### Extrait choisi

────────────────────

La prise d’otages du pénitencier
de Saint-Vincent-dePaul
s’est terminée par la capitulation
des mutins. Le suspense
a cessé, le drame n’a pas eu
Ijeu. Il ne faudrait pourtant pas
oublier trop facilement ce qui
s’est passé et s’en laver les
mains.

Il faut se rendre compte qu’une
prise d’otages comme celle
que nous venons de connaître
est un signe de la détérioration
de notre société, de l’échec de
notre système de réhabilitation
et de la pauvreté de nos conditions
de détention. Il faut se rendre
compte qu’il devient urgent
d’apporter des changements
radicaux à notre système pénitentiaire
si nous voulons entretenir
un climat social capable de
nous protéger contre les éléments
qui mettent en péril la paix sociale.

Bien sûr, on peut être tenté de critiquer les autorités pénitentiaires et de leur imputer tout le
blâme. Souvent, les policiers ont
le goût de se révolter contre un
système qui permet aux criminels
de constamment remettre
leur propre vie en danger.

Quand un criminel peut recouvrer
la liberté pour quelques
heures, il est prêt à tout: le
meurtre ne lui fait plus peur.
Certains des détenus engagés
dans la prise d’otages de Laval
avaient déjà participé au meurtre
de policiers. Ils n’ont plus rien à
perdre et ils sont prêts à se rendre
au bout des possibilités
qu’ils s’approprient. On comprend
que tout le monde les
craigne. Mais on ne comprend
pas qu’ils aient pu concocter
leur projet, qu’ils aient été réunis
dans un même lieu, qu’ils
aient pu se retrouver dans un
même atelier et se procurer des
armes. Il est bien évident que les
autorités pénitentiaires auront à
répondre de plusieurs anomalies
qui ont permis cette prise
d’otages qui aurait fort bien pu
se terminer dramatiquement.

Les policiers ont raison de se
plaindre d’un régime de détention
qui ne les protège pas adéquatement
contre des condamnés
qu’ils doivent trop souvent
rattraper au risque de leur vie.
Ils sentent qu’ils doivent combattre
un système en même
temps que des hommes.

Quel système?

Laissons la réponse à M.
Jean-Paul Gilbert qui s’adressait
cette semaine aux chefs policiers
du Canada: «Il ne faut
pas se cacher, disait-il, que nos
prisons fabriquent des monstres.»

M. Gilbert est le responsable
québécois des libérations conditionnelles.
Il est celui à qui on
reproche, parfois, le fait que
certains prisonniers aient obtenu
trop rapidement une liberté
jugée dangereuse; il est aussi
celui à qui d’autres reprochent
de vouloir garder, derrière les
murs, certains prisonniers, de
ceux qui s’appellent «politiques»,
au-delà d’un temps que
l’on croit normal. M. Gilbert
connaît bien le système où il
garde et dont il libère les condamnés.

────────────────────

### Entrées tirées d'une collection
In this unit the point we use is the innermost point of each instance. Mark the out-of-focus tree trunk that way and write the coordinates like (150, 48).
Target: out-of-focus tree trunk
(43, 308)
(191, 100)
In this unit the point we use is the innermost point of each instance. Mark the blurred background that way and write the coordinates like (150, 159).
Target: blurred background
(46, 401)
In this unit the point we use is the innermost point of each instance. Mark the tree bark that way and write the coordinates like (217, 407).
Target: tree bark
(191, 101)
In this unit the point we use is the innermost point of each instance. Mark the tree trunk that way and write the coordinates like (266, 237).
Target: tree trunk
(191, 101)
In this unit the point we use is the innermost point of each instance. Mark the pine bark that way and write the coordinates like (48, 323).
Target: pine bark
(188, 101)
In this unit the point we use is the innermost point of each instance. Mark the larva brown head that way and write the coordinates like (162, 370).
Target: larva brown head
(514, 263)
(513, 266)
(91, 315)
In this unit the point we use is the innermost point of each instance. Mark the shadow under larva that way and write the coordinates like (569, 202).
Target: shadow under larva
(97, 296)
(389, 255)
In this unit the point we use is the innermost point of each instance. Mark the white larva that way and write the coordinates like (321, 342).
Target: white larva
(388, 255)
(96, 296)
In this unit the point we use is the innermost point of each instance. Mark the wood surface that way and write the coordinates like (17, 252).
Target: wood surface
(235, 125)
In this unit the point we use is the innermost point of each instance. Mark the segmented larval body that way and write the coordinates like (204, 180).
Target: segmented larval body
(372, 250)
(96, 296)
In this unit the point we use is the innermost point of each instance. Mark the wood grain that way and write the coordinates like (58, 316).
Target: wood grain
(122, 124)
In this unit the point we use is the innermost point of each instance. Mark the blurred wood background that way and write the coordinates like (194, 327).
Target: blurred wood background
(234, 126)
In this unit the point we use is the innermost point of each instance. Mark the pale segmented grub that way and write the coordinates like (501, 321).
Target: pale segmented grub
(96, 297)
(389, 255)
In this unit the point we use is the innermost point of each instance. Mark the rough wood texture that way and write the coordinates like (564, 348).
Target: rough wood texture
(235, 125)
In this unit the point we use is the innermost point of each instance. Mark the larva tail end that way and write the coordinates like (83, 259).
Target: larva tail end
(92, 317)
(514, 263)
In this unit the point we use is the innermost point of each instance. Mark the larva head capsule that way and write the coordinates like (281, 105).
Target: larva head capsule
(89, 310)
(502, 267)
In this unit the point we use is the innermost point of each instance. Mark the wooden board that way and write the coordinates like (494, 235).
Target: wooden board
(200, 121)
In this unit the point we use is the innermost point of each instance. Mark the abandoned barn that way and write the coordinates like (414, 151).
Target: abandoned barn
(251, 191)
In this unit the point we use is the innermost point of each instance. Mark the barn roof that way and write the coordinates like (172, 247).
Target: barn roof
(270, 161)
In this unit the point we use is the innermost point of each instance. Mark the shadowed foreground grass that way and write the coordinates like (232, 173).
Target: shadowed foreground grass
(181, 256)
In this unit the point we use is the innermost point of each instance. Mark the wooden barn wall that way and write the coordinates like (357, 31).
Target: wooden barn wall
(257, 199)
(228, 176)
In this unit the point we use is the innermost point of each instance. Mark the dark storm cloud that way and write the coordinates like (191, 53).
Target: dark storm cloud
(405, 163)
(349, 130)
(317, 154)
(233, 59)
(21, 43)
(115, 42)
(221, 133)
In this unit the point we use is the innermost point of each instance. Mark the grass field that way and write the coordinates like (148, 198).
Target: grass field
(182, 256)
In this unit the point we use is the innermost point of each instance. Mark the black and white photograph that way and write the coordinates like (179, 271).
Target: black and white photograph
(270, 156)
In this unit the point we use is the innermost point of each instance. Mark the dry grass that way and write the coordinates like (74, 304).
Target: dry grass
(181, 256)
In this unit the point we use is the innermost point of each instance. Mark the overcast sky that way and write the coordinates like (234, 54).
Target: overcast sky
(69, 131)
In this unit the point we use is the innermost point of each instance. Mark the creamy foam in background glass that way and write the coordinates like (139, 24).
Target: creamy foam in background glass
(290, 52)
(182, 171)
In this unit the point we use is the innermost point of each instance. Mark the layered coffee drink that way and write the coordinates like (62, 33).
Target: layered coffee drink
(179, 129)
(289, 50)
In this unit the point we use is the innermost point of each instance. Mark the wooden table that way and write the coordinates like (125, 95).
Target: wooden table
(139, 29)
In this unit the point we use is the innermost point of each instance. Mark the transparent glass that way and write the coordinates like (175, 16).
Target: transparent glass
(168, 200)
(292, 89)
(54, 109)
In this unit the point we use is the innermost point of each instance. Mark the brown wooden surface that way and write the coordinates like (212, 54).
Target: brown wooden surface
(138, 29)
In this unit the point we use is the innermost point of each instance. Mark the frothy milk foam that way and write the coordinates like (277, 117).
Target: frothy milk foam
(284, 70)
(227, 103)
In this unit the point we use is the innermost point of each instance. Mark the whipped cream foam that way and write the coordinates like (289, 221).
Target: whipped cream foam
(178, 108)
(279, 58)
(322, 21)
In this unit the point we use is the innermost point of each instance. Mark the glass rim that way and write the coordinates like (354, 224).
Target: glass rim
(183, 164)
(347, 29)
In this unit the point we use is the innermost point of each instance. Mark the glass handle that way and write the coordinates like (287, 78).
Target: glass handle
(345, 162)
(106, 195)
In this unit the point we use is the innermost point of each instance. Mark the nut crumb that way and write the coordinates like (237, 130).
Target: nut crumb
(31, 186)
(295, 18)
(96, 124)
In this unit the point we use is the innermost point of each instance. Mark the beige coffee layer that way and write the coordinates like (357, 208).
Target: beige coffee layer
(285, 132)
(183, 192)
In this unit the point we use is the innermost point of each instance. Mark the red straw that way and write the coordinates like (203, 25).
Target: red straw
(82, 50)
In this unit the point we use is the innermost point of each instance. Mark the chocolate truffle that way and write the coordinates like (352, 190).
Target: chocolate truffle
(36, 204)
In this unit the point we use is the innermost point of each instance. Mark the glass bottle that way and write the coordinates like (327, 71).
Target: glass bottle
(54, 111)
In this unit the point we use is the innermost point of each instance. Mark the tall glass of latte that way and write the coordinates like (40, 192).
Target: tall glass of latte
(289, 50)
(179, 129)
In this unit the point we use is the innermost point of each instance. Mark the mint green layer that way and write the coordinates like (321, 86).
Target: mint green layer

────────────────────

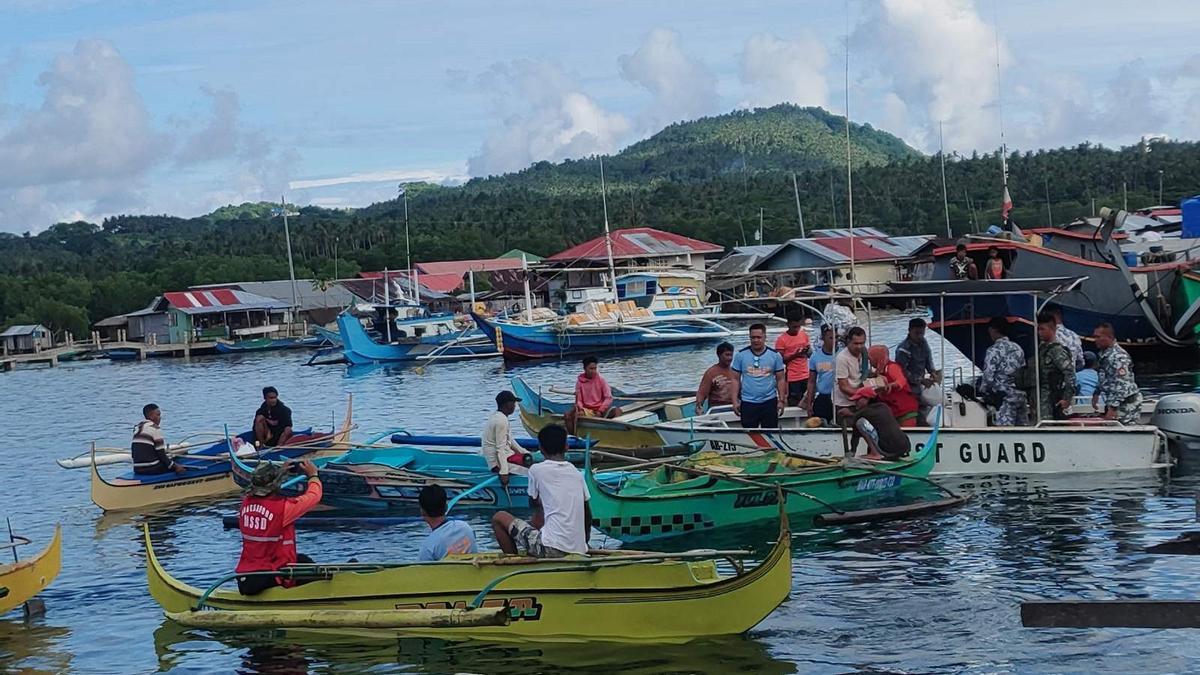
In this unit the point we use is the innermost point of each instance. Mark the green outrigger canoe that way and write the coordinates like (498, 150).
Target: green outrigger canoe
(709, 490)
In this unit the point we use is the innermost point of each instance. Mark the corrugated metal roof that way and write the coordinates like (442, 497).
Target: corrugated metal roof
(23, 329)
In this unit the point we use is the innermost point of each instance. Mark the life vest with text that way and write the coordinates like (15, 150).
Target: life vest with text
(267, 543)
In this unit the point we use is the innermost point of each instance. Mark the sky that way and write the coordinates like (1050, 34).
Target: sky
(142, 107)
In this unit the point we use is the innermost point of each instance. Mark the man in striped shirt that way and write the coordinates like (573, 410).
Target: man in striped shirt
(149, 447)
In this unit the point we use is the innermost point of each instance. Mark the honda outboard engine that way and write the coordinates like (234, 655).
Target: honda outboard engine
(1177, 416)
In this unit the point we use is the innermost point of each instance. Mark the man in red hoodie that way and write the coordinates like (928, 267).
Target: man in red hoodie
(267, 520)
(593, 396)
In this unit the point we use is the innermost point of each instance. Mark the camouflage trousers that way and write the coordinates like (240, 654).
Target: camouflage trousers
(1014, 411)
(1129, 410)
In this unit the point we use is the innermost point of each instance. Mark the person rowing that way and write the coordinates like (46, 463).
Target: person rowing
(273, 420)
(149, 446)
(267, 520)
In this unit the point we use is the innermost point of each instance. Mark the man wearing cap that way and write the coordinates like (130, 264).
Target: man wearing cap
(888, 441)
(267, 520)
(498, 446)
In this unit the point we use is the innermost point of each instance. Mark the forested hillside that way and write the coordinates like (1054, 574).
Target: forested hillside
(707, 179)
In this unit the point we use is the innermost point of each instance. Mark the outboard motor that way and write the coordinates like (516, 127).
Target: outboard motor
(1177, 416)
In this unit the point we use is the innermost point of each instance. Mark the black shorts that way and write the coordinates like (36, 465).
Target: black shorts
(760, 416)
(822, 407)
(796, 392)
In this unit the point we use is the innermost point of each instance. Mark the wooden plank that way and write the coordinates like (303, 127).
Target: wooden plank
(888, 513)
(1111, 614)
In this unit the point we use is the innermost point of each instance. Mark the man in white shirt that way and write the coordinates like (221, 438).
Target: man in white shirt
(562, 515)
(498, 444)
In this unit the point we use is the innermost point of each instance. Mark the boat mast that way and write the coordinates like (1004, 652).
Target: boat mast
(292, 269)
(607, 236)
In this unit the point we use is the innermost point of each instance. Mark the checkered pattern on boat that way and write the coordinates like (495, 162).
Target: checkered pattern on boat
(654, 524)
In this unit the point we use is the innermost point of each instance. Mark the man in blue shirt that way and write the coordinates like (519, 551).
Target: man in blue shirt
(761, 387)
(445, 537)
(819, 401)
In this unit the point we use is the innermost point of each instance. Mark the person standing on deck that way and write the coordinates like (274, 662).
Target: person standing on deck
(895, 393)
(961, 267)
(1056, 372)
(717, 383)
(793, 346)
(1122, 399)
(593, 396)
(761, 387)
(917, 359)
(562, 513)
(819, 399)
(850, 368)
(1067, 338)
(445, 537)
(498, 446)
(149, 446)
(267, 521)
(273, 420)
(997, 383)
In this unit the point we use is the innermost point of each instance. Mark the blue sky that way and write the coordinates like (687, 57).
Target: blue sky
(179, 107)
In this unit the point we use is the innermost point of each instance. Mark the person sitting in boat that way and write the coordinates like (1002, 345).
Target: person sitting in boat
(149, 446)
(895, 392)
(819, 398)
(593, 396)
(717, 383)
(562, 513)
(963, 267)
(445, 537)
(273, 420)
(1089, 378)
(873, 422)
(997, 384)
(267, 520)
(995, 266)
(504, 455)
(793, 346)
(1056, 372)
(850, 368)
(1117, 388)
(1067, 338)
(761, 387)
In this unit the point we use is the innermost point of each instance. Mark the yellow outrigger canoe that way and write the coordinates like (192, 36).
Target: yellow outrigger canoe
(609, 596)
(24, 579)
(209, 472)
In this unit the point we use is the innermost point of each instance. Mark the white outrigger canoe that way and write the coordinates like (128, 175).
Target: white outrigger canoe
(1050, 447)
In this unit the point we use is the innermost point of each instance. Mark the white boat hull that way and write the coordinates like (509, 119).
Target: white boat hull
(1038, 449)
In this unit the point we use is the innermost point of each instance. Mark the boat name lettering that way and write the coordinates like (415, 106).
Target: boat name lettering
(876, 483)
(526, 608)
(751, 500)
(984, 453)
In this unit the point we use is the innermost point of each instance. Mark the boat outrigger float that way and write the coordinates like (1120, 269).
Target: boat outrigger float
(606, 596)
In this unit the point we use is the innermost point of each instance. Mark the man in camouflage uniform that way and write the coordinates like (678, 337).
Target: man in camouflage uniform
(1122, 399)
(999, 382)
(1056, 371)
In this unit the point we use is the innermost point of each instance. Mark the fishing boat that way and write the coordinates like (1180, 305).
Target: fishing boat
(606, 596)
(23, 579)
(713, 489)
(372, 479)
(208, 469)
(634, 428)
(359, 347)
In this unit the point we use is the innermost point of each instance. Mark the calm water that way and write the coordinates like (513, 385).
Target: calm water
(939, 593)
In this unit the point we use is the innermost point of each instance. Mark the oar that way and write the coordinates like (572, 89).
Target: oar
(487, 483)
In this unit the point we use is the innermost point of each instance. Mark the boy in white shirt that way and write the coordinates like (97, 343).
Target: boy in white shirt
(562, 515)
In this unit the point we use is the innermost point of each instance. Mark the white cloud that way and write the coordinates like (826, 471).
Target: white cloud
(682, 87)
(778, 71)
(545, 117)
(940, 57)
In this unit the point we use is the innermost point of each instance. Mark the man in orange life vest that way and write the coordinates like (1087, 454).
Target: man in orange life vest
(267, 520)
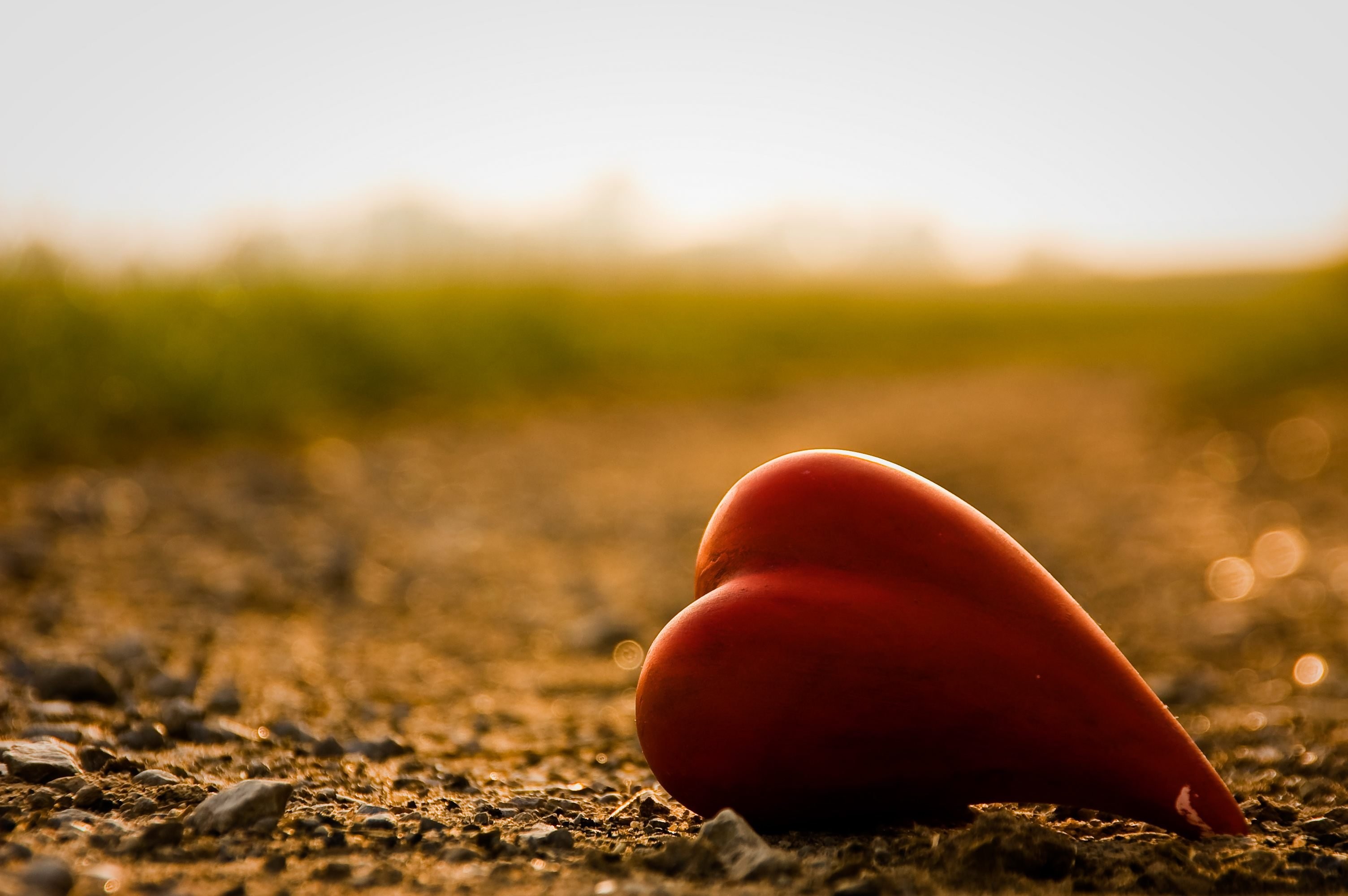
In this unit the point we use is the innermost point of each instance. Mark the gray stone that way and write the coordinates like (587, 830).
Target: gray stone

────────────────────

### Énoncé du problème
Reproduisez à l'identique le passage du texte sur la prise d'otages qui va de « Les policiers ont raison » jusqu'à « que des hommes. ».

### Réponse rédigée
Les policiers ont raison de se
plaindre d’un régime de détention
qui ne les protège pas adéquatement
contre des condamnés
qu’ils doivent trop souvent
rattraper au risque de leur vie.
Ils sentent qu’ils doivent combattre
un système en même
temps que des hommes.